CHALLENGES:
#1 Answer these from the article on hacking for charity:
(a) Who founded ihackcharities.org?
(b) What is the organization's first project?
(c) What fringe benefit do volunteering security researchers receive?
#2 Extend the news article on hacking for charity with a few more paragraphs, picking up after its last sentence.

QUOTED PASSAGE:
[ISN] Hacking for Charity

From: InfoSec News (alerts@private)
Date: Mon Aug 27 2007 - 00:33:46 PDT


http://www.darkreading.com/document.asp?doc_id=132333

By Kelly Jackson Higgins
Senior Editor
Dark Reading 
August 23, 2007

A new organization called ihackcharities.org is recruiting skilled 
hackers to do volunteer work for nonprofit charitable organizations. 
(No, not to hack them.)

Ihackcharities.org is the brainchild of professional hacker and author 
Johnny Long, who founded the organization last month after a trip to 
Uganda with his wife to assist an organization helping widows and 
orphans of HIV/AIDS in that country. Long says the organization, which 
recently gained 501(c)(3) tax-exemption status, already has its first 
project underway -- building (and securing) a Website for a Ugandan song 
and dance group called Predestined that writes music and songs that 
raise awareness and funds for HIV/AIDS efforts.

Long says he wanted to apply the skills of the hacking community to 
charitable organizations that lack that expertise. And security 
researchers who volunteer for the organization get the fringe benefit of 
professional references and some resume-building experience, he says.

The organization initially hopes to build Websites for needy nonprofits, 
but Long says he hopes to expand that to broader communications projects 
in areas like long-haul networking. "Right now we're looking at Websites 
because we can market them as an easy deliverable." The goal is to hand 
off the Website and its operations and maintenance to the charity.

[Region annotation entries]

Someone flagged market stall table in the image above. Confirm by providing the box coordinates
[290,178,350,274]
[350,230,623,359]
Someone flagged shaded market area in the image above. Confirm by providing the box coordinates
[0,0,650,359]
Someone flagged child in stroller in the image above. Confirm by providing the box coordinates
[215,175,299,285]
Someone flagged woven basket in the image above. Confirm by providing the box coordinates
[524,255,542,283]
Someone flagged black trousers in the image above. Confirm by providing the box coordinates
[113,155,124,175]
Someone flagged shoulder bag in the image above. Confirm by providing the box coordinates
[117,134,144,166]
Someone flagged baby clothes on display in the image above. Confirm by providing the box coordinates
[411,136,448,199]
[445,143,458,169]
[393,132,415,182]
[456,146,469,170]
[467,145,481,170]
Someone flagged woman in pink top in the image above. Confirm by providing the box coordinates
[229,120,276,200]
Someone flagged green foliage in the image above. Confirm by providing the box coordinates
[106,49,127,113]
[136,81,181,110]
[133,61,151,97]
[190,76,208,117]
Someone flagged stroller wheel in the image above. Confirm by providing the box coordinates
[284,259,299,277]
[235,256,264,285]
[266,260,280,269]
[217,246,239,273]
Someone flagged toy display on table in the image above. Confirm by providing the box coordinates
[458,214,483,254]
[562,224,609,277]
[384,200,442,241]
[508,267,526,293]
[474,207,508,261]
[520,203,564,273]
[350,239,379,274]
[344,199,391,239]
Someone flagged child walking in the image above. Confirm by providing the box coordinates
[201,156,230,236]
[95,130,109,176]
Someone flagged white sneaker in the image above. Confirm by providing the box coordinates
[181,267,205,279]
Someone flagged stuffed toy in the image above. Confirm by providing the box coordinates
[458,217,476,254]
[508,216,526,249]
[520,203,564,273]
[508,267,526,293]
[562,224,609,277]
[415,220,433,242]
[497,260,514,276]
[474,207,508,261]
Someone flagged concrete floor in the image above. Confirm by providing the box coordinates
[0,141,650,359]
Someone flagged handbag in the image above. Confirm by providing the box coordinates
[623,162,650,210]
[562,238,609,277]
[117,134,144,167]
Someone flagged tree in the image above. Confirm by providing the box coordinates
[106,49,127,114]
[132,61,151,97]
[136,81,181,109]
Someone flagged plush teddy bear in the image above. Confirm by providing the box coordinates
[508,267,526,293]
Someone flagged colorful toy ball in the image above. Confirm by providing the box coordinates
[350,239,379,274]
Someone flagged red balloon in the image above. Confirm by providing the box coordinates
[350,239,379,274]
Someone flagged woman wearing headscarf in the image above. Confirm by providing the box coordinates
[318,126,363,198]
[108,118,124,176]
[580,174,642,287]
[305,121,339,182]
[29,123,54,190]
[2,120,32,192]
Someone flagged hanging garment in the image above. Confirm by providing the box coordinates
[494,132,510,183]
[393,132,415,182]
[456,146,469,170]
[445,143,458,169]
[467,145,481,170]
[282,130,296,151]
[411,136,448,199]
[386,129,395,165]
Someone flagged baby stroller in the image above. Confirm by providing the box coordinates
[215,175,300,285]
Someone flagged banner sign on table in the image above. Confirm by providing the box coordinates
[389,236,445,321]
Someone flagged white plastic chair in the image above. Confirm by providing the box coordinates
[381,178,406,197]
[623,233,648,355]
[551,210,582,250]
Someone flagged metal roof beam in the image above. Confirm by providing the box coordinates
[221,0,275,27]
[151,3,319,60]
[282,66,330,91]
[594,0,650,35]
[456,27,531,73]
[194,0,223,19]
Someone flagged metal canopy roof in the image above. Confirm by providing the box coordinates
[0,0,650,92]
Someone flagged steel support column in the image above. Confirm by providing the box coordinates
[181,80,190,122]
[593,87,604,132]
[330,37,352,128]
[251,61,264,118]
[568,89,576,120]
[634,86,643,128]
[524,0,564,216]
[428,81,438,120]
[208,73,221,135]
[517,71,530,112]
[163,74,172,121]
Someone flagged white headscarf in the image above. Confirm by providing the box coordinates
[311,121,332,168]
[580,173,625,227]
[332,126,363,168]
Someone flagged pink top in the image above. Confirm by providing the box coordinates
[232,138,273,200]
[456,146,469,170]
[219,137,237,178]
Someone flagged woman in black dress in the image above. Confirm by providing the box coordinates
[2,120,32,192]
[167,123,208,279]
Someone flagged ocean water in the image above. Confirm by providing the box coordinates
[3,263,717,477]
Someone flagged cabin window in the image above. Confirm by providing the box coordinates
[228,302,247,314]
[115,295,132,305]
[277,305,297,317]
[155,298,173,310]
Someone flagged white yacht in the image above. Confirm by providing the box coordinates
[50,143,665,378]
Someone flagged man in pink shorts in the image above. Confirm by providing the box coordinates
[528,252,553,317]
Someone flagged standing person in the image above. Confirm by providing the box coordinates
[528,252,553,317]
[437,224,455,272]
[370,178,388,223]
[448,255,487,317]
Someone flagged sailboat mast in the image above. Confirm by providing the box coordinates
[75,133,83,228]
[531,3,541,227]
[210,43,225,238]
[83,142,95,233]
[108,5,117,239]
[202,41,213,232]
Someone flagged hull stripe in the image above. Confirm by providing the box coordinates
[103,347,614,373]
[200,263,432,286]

RESULTS IN ORDER:
#1
(a) Johnny Long, a professional hacker and author.
(b) Building and securing a Website for Predestined, a Ugandan song and dance group whose music raises awareness and funds for HIV/AIDS efforts.
(c) Professional references and some resume-building experience.

#2
The Hacker Foundation helped get ihackcharities.org off the ground with 
nonprofit status as well as other support, Long says. And so far, 
volunteers have mostly been split between traditional IT programmers and 
developers and security experts, he says.

"The idea was to target the hacker community in general because there 
are so many skills" there, he says. But the project team for Predestined 
is made up of more than hackers. There's a Web developer, three 
programmers, a couple of technical writers, a search-engine optimization 
expert, and about three code reviewers that will handle the security 
side, as well as Long.

He admits vetting the volunteers is "one of the sketchier" parts of the 
job, and he's recruited mostly experts he knows in the hacker world. 
"The way we're doing this now is working on a non-production server."

"As we do larger sites, we're going to have to do more validation of 
volunteers, and have people [hackers] cough up their real names. There 
needs to be a trust there," Long says. "We have to be careful. 
Especially with sites that are doing payment processing or handling 
sensitive information."

The main types of security work the projects will include are best 
coding practices, vulnerability assessment, black-box testing, and 
pre-production code review, he says.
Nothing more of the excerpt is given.